■ The task ■
Stop after the line with "spot the apple stem."; until then, please copy every line of the records word for word from the first.

[Natural-language object grounding data]
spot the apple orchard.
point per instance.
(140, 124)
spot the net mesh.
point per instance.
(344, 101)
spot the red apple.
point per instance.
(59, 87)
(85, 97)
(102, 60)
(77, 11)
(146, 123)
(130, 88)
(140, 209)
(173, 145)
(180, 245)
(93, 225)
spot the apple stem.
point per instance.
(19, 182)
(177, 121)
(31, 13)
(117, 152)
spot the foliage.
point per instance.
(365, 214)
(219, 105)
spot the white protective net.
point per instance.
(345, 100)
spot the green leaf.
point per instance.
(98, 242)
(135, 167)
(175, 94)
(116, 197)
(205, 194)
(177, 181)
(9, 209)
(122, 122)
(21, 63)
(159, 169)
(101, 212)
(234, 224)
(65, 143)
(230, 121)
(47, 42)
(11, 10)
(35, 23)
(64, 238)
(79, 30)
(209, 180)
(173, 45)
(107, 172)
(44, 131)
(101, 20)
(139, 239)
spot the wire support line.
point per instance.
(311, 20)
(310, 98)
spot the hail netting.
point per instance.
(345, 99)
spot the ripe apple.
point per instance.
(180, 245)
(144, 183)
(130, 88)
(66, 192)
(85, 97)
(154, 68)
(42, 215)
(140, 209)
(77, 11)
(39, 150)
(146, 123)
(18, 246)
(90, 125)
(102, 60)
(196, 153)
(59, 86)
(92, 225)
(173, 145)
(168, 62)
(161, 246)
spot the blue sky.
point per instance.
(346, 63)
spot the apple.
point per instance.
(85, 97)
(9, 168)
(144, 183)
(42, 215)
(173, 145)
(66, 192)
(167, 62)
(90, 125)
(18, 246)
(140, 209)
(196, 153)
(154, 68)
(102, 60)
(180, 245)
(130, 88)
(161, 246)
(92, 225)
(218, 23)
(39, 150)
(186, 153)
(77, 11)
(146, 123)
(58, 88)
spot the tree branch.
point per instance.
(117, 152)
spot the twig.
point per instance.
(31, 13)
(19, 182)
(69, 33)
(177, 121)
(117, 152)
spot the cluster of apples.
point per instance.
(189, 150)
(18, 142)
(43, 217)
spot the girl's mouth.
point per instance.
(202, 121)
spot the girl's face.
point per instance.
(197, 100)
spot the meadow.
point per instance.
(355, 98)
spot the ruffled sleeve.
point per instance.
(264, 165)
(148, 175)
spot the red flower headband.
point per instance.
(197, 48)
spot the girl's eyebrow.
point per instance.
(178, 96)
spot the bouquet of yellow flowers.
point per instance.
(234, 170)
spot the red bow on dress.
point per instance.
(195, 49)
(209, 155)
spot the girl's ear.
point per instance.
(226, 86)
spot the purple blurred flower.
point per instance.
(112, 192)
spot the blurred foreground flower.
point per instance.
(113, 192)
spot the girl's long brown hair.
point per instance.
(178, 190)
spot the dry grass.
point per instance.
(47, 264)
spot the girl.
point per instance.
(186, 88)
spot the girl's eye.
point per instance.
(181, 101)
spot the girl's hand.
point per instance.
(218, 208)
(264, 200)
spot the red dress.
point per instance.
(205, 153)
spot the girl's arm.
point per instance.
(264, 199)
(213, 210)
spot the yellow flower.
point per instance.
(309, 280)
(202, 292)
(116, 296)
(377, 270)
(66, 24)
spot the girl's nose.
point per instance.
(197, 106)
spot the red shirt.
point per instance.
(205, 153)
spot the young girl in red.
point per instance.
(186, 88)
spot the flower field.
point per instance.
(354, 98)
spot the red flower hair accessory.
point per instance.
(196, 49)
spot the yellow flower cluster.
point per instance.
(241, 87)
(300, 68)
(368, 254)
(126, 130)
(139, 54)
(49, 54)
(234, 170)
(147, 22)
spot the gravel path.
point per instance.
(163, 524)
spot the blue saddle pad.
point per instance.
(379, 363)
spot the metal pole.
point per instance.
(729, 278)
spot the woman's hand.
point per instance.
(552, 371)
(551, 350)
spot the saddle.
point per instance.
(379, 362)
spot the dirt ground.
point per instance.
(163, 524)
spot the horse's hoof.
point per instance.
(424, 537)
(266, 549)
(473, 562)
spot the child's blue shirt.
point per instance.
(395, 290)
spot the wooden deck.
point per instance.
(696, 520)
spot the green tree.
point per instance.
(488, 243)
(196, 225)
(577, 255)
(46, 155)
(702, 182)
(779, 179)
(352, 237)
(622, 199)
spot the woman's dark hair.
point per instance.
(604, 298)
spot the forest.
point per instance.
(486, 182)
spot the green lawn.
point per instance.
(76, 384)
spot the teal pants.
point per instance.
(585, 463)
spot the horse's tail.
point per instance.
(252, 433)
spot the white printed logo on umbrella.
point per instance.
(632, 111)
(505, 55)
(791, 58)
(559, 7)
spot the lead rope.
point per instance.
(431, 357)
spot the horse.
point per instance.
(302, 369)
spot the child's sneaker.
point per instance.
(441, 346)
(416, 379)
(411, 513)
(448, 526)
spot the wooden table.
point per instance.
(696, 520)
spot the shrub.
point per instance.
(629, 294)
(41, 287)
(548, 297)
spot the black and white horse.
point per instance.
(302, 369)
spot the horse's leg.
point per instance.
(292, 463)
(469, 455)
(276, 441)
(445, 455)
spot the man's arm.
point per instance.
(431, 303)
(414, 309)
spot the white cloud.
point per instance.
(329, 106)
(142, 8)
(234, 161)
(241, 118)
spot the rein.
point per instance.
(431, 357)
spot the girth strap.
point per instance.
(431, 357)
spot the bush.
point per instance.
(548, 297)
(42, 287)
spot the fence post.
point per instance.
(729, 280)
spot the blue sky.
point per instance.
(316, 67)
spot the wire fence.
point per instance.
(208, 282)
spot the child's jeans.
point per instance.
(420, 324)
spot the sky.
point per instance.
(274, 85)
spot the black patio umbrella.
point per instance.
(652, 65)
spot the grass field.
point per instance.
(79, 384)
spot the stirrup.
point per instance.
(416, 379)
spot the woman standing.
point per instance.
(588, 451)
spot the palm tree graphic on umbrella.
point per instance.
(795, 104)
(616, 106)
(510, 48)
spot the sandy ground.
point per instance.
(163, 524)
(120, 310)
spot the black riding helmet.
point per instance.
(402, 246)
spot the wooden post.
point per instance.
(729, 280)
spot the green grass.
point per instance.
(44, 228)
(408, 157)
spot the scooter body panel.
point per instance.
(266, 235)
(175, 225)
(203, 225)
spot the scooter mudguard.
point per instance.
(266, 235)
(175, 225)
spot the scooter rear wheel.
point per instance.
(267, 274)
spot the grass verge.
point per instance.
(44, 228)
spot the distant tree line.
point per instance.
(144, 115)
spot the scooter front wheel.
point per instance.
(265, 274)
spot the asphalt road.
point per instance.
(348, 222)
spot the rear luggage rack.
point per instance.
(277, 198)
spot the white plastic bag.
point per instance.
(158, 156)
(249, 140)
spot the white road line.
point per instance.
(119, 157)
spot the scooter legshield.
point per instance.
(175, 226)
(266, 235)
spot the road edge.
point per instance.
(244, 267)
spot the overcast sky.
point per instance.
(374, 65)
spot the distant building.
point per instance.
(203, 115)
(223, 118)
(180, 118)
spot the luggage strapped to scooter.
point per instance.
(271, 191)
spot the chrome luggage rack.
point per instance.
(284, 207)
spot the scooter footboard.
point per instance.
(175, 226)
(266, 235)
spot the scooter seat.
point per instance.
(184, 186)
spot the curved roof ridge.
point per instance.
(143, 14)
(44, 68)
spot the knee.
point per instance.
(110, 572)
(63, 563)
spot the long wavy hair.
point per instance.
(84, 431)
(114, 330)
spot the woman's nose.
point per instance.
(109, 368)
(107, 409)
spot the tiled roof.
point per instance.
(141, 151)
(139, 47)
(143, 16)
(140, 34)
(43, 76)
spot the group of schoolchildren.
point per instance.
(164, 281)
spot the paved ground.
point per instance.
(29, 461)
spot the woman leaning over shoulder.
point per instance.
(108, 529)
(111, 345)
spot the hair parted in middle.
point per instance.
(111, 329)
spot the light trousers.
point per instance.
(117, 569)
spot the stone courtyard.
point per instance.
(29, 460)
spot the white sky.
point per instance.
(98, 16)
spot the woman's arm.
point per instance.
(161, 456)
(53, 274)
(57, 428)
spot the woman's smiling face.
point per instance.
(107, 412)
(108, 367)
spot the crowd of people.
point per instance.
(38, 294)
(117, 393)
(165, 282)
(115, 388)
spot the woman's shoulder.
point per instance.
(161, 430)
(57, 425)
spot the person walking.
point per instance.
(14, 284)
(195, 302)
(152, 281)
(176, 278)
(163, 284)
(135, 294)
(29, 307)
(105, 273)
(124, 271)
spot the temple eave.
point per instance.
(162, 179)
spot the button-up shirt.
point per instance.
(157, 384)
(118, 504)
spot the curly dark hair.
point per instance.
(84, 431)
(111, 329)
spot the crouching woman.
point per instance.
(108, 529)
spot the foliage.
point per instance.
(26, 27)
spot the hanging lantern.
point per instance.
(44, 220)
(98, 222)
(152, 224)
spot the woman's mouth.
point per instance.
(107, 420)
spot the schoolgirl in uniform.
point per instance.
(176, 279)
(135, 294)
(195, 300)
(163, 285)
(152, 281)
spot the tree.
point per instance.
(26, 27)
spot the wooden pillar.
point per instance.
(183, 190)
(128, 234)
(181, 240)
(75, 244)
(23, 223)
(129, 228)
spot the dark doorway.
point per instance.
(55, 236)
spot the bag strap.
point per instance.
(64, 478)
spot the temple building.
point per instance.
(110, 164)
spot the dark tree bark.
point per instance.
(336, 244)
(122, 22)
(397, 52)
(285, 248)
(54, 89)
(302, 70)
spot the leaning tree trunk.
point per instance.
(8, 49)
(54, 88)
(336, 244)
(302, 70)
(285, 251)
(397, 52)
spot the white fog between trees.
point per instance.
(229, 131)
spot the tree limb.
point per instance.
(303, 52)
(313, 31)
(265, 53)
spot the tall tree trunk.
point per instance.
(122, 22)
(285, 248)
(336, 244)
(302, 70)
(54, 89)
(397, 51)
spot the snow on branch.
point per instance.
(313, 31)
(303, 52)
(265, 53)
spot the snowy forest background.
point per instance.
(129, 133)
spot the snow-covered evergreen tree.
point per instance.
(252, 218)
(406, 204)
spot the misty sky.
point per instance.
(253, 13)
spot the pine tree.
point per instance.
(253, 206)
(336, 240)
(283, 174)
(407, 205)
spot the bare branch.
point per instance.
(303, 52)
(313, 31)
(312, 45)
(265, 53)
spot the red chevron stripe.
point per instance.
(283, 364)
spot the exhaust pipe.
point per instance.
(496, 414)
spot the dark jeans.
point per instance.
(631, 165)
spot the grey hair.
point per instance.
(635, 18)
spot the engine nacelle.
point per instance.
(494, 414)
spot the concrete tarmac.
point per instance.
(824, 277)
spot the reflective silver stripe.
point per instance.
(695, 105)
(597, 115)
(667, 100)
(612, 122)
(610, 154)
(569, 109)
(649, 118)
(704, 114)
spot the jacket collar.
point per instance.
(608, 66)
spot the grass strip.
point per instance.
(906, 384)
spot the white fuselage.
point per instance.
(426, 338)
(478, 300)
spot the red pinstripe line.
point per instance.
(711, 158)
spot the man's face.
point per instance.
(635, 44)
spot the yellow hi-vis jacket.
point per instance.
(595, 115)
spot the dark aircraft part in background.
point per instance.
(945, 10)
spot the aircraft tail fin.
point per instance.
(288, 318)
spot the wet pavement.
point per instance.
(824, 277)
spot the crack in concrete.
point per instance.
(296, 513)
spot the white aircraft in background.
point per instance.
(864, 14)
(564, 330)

■ Answer space ■
spot the apple orchard.
point per instance.
(140, 124)
spot the net mesh.
point per instance.
(344, 101)
spot the red apple.
point per instance.
(59, 87)
(85, 97)
(102, 60)
(77, 11)
(146, 123)
(130, 88)
(140, 209)
(173, 145)
(180, 245)
(93, 225)
spot the apple stem.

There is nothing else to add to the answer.